Commentaire publié dans GHI - Mercredi 08.10.25
Vous connaissez ma position en faveur de la Palestine, et d’un Etat palestinien. Mon amitié aussi, égale, symétrique, pour le peuple d’Israël, je n’en dirais pas autant de l’actuel gouvernement, et sa politique à Gaza. Bref, vous me savez, sur le terrain du Proche-Orient, homme de dialogue et de paix. Mais une chose m’époustoufle : le silence glacé de l’univers des droites, en Suisse, face à l’horreur de ce qui se passe à Gaza. Tout au plus certains appellent-ils à l’urgence d’une action humanitaire, ce qui est bien le moins, et pour tout dire minimaliste. Aucune réflexion sur l’Histoire du peuple palestinien, au moins depuis 1948, ses souffrances, ses combats, ses déchirements entre factions adverses, son espoir d’être un jour reconnu, à hauteur d’Etat. Comme le fut Israël, à juste titre, trois ans après la fin de la Shoah.

_Extrait des données_
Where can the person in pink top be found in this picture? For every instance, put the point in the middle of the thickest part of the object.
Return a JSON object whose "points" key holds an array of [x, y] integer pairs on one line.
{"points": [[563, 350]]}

_Objectif visé_
Pourriez-vous réécrire le passage du commentaire sur Gaza allant de « Commentaire publié dans » jusqu'à « de la Shoah. » inclus, en remplaçant « dialogue » par « écoute » ? Les lignes ci-dessus n'ont aucun rapport avec le commentaire.

_Corrigé_
Commentaire publié dans GHI - Mercredi 08.10.25
Vous connaissez ma position en faveur de la Palestine, et d’un Etat palestinien. Mon amitié aussi, égale, symétrique, pour le peuple d’Israël, je n’en dirais pas autant de l’actuel gouvernement, et sa politique à Gaza. Bref, vous me savez, sur le terrain du Proche-Orient, homme de écoute et de paix. Mais une chose m’époustoufle : le silence glacé de l’univers des droites, en Suisse, face à l’horreur de ce qui se passe à Gaza. Tout au plus certains appellent-ils à l’urgence d’une action humanitaire, ce qui est bien le moins, et pour tout dire minimaliste. Aucune réflexion sur l’Histoire du peuple palestinien, au moins depuis 1948, ses souffrances, ses combats, ses déchirements entre factions adverses, son espoir d’être un jour reconnu, à hauteur d’Etat. Comme le fut Israël, à juste titre, trois ans après la fin de la Shoah.